SHORT TASK
Pull out every line of the data below that contains the string "field", treating uppercase and lowercase as different.

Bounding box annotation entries
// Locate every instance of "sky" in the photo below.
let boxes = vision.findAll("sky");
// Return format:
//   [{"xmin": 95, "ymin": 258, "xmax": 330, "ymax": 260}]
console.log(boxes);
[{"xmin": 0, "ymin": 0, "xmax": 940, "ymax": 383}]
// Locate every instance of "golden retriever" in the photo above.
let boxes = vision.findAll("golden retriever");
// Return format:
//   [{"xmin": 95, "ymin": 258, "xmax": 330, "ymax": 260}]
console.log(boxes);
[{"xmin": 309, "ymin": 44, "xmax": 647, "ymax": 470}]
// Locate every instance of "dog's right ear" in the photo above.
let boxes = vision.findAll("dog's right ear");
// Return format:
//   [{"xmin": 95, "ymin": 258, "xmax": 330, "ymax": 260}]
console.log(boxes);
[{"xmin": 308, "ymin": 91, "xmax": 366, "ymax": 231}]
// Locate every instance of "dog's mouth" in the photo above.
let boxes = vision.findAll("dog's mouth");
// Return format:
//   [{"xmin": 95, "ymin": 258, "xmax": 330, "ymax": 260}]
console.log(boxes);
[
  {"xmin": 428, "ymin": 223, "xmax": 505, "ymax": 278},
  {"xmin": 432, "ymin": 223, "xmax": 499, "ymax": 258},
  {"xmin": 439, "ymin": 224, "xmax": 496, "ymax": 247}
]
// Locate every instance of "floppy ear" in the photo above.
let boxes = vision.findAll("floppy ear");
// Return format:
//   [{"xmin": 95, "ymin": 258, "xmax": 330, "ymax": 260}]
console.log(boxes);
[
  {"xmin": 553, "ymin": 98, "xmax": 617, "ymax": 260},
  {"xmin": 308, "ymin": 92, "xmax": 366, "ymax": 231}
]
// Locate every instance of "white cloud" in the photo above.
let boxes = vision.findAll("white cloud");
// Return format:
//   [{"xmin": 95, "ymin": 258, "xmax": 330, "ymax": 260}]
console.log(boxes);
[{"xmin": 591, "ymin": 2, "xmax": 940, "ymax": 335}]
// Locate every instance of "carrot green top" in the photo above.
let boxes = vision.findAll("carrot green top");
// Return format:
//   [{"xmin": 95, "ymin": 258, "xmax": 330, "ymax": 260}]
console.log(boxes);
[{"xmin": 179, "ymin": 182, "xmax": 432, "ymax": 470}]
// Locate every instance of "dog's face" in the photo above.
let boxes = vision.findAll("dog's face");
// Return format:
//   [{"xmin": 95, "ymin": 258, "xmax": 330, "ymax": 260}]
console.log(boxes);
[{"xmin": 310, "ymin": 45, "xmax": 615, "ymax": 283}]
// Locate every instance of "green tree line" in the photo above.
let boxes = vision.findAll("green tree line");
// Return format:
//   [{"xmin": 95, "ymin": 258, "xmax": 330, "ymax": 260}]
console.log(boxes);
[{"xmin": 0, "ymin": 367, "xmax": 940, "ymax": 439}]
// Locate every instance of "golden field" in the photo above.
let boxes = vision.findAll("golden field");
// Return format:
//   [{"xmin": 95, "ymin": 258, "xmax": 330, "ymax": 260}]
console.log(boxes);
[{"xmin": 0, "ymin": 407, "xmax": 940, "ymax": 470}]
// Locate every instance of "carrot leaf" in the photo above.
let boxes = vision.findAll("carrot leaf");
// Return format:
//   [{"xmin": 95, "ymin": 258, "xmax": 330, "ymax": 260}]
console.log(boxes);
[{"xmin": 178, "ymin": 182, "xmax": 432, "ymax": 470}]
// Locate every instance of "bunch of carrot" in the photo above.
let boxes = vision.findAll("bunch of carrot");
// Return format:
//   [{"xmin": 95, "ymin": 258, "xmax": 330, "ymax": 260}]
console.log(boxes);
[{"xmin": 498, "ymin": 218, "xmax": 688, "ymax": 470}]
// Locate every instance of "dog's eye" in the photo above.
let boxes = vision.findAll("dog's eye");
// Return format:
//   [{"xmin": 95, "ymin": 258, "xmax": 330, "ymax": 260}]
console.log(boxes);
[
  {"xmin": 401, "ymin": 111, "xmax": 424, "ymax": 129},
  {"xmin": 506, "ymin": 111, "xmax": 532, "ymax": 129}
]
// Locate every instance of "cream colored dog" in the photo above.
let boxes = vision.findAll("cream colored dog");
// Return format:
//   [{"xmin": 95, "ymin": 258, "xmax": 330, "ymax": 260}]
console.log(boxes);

FINISHED EXERCISE
// Locate every instance of "golden field" in the photo above.
let boxes = vision.findAll("golden field");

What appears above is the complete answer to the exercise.